* WHAT YOU ARE ASKED TO DO *
Please rewrite the lines from the line with "Where can the golden" up to and including the line with "<point>349,13</point>", swapping "large boulder" for "big rock" and leaving everything else unchanged.

Dataset records
┏━━
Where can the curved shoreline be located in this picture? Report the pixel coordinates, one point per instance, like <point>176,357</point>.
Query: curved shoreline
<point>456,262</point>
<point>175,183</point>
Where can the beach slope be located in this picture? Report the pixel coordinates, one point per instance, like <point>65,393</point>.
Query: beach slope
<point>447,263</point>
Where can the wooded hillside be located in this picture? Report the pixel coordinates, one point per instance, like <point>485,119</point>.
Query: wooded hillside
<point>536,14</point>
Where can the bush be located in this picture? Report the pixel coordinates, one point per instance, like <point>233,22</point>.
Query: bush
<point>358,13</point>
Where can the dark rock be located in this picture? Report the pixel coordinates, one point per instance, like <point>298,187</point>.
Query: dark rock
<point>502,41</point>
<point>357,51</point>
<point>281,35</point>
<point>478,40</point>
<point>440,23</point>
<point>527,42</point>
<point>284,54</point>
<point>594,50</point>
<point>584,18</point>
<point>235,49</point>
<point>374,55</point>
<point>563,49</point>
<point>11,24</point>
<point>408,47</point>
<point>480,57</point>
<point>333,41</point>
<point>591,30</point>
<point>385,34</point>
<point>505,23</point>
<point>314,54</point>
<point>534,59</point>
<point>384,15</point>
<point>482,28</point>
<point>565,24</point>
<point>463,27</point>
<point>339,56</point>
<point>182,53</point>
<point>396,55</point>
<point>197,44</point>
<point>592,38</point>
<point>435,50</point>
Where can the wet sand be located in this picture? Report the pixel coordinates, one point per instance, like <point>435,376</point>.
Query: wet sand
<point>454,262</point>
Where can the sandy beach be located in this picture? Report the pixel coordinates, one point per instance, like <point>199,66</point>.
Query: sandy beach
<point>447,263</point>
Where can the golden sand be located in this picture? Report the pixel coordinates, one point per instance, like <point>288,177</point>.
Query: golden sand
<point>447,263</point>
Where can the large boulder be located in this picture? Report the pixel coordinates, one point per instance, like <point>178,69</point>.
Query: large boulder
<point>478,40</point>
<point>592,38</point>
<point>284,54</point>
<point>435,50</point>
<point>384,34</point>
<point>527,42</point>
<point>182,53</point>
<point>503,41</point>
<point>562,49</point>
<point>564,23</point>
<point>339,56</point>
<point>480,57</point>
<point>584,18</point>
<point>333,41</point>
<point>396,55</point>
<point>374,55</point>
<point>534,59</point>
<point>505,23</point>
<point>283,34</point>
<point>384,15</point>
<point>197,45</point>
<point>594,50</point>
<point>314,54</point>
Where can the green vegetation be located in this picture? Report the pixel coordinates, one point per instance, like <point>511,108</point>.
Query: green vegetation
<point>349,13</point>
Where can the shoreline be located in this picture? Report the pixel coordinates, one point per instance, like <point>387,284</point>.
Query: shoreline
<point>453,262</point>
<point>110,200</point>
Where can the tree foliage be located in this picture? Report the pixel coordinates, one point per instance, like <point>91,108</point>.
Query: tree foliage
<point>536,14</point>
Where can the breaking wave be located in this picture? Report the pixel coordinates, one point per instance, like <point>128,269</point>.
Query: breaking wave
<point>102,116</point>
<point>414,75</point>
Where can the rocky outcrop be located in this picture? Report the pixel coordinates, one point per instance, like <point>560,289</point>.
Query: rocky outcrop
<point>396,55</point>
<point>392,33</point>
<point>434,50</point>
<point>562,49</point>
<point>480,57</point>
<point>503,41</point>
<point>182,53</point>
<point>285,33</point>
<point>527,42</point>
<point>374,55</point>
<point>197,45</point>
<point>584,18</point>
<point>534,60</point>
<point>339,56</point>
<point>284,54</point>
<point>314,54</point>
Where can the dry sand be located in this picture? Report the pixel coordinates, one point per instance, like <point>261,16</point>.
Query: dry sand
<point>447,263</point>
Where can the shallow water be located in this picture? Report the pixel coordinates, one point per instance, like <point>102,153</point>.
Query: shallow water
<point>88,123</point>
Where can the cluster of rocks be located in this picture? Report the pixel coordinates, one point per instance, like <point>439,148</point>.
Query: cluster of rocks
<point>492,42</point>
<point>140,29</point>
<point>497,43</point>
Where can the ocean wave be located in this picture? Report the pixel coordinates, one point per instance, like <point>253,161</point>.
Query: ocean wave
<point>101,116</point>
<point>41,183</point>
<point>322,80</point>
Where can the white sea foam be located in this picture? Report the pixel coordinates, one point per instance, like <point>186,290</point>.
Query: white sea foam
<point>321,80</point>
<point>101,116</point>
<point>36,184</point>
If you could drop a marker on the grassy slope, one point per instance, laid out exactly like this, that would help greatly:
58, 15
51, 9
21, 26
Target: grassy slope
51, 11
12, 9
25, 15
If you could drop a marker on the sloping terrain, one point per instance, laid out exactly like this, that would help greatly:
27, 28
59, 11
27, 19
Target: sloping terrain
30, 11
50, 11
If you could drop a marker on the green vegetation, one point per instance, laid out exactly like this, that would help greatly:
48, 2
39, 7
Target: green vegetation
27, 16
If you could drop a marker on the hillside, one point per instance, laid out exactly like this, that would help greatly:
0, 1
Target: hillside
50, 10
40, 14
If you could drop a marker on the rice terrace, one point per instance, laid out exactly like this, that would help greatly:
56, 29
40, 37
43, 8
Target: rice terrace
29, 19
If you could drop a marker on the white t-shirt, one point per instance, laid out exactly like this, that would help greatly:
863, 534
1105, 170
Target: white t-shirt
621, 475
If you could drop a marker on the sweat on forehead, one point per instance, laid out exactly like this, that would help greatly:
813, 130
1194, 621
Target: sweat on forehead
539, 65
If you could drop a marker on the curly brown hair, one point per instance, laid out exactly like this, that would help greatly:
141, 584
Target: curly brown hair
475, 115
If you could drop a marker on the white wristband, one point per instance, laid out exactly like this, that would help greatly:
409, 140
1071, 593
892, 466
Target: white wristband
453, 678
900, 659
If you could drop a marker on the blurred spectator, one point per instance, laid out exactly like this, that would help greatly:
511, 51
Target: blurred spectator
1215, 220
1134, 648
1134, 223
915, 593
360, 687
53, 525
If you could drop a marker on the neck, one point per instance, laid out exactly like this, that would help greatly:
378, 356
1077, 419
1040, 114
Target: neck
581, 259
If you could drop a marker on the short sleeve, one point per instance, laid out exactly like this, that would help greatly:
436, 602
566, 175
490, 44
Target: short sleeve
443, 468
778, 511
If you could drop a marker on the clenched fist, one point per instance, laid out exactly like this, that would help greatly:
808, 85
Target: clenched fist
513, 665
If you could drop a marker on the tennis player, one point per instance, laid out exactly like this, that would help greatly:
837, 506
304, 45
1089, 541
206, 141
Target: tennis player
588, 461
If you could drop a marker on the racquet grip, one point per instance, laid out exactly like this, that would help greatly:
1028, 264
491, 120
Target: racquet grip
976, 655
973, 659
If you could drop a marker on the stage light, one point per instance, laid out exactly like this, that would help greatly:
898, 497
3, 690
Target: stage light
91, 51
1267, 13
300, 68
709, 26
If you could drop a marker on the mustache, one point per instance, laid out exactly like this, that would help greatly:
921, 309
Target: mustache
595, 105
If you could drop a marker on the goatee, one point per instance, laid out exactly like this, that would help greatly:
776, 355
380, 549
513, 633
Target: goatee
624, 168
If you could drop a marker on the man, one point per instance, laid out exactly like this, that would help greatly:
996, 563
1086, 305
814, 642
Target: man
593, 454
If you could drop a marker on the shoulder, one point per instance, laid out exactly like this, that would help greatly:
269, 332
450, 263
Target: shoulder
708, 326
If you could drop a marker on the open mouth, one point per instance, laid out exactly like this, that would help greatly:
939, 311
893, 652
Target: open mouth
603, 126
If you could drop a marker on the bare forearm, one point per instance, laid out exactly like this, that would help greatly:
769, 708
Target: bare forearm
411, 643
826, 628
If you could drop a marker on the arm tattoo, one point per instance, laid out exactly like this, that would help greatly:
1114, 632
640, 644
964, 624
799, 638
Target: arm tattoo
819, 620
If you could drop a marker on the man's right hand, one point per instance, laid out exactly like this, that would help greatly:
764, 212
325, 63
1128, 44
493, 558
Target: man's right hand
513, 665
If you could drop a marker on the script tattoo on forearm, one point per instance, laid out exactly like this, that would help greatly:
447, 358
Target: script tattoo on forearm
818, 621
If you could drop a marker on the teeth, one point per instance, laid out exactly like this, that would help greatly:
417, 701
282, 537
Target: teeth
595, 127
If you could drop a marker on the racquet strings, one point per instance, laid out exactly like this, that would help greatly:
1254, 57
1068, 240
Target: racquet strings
┗━━
* THE RESPONSE *
Where can the golden sand be located in this picture? Report the pixel coordinates, one point per instance, like <point>288,177</point>.
Query: golden sand
<point>447,263</point>
Where can the big rock be located in this picture? Report the pixel coordinates, one point per instance, like <point>178,69</point>.
Query: big rock
<point>478,40</point>
<point>592,38</point>
<point>284,54</point>
<point>435,50</point>
<point>384,34</point>
<point>527,42</point>
<point>182,53</point>
<point>503,41</point>
<point>562,49</point>
<point>564,23</point>
<point>339,56</point>
<point>480,57</point>
<point>584,18</point>
<point>333,41</point>
<point>396,55</point>
<point>374,55</point>
<point>534,59</point>
<point>505,23</point>
<point>283,34</point>
<point>384,15</point>
<point>197,45</point>
<point>594,50</point>
<point>314,54</point>
Where can the green vegetation be located in this picture? Report the pixel coordinates, one point per instance, like <point>511,108</point>.
Query: green vegetation
<point>349,13</point>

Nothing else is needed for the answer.